## Tugas yang diberikan:
Salin ulang seluruh teks bacaan tentang pesawat tempur Australia di bawah ini kata demi kata, tanpa mengubah apa pun.

## Teks bacaan:
####################

Davies menekankan sifat bersama dari platform Growler. Dia
memperkirakan bahwa 75% dari misi pesawat ini tidak akan beroperasi bersama
RAAF F/A-18 A/B Hornet dan F/A-18 F
Super Hornets. Sebaliknya, itu akan menghabiskan sebagian besar untuk dukungan
darat dan kekuatan maritim. “Ini benar-benar sebuah platform bersama,” katanya.
Akuisisi lain yang dilakukan Australia adalah jet tempur
generasi kelima F-35A Lightning II.
Sejauh ini, angkatan udara telah menerima dua pesawat yang bergabung di pusat pelatihan bersama
F-35 I Luke AFB, Arizona. Canberra secara keseluruhan akan membeli 72 pesawat, dan bahkan bisa bertambah menjadi
100 pesawat dalam jangka panjang.
Meski sejumlah kritik masih menghujani program F-35, Davies
tetap percaya dengan kemampuan pesawat siluman ini. “Sekarang sudah ada lebih
dari 200 pesawat disampaikan, yang beroperasi di 12 lokasi, dengan lebih dari
75.000 jam terbang,” katanya. “Lebih dari 380 pilot dan 3.700 pengelola telah
dilatih atau berada di bawah pelatihan.

####################

## Bahan yang disediakan:
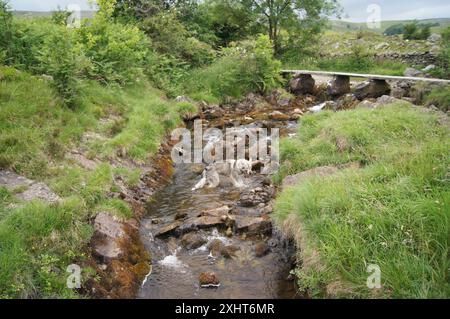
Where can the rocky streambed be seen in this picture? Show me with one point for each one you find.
(220, 242)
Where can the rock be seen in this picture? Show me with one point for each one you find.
(401, 89)
(429, 68)
(278, 116)
(348, 101)
(181, 215)
(208, 280)
(218, 248)
(203, 222)
(434, 38)
(108, 231)
(340, 85)
(410, 72)
(192, 241)
(322, 171)
(261, 249)
(372, 89)
(256, 196)
(367, 104)
(108, 225)
(216, 212)
(107, 248)
(302, 84)
(211, 112)
(168, 229)
(386, 99)
(254, 226)
(317, 108)
(26, 189)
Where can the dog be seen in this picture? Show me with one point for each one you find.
(234, 169)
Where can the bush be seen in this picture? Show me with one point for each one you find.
(170, 37)
(118, 52)
(63, 59)
(245, 67)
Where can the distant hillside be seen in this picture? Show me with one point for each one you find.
(339, 25)
(32, 14)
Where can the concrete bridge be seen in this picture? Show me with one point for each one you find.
(304, 83)
(366, 76)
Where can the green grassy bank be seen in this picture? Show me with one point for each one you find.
(393, 212)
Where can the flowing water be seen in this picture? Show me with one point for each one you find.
(175, 270)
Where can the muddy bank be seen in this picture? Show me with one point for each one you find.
(117, 253)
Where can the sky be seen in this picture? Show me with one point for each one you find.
(354, 10)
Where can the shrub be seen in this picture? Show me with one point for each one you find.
(245, 67)
(170, 37)
(117, 51)
(63, 59)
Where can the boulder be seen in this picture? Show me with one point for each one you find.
(401, 89)
(386, 99)
(216, 212)
(211, 112)
(254, 226)
(302, 84)
(261, 249)
(322, 171)
(181, 215)
(208, 280)
(168, 229)
(192, 241)
(278, 116)
(106, 248)
(202, 222)
(411, 72)
(372, 89)
(340, 85)
(429, 68)
(218, 248)
(256, 196)
(348, 101)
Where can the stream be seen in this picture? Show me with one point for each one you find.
(242, 272)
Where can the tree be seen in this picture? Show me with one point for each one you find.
(293, 16)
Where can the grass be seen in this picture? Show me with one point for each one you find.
(37, 240)
(394, 212)
(439, 97)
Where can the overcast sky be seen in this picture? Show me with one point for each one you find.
(354, 10)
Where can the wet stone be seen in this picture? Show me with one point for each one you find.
(261, 249)
(208, 280)
(192, 241)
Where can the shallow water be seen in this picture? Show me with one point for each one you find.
(175, 270)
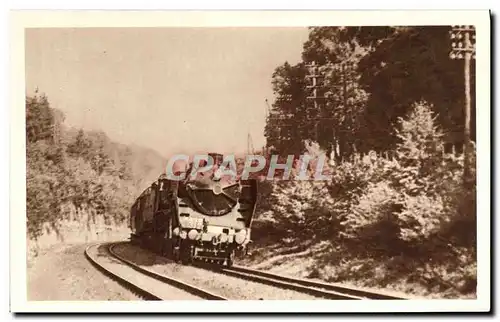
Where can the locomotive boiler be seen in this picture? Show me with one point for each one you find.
(203, 218)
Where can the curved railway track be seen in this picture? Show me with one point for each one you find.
(316, 289)
(146, 283)
(319, 288)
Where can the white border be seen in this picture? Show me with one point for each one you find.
(33, 19)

####################

## Jawaban:
Davies menekankan sifat bersama dari platform Growler. Dia
memperkirakan bahwa 75% dari misi pesawat ini tidak akan beroperasi bersama
RAAF F/A-18 A/B Hornet dan F/A-18 F
Super Hornets. Sebaliknya, itu akan menghabiskan sebagian besar untuk dukungan
darat dan kekuatan maritim. “Ini benar-benar sebuah platform bersama,” katanya.
Akuisisi lain yang dilakukan Australia adalah jet tempur
generasi kelima F-35A Lightning II.
Sejauh ini, angkatan udara telah menerima dua pesawat yang bergabung di pusat pelatihan bersama
F-35 I Luke AFB, Arizona. Canberra secara keseluruhan akan membeli 72 pesawat, dan bahkan bisa bertambah menjadi
100 pesawat dalam jangka panjang.
Meski sejumlah kritik masih menghujani program F-35, Davies
tetap percaya dengan kemampuan pesawat siluman ini. “Sekarang sudah ada lebih
dari 200 pesawat disampaikan, yang beroperasi di 12 lokasi, dengan lebih dari
75.000 jam terbang,” katanya. “Lebih dari 380 pilot dan 3.700 pengelola telah
dilatih atau berada di bawah pelatihan.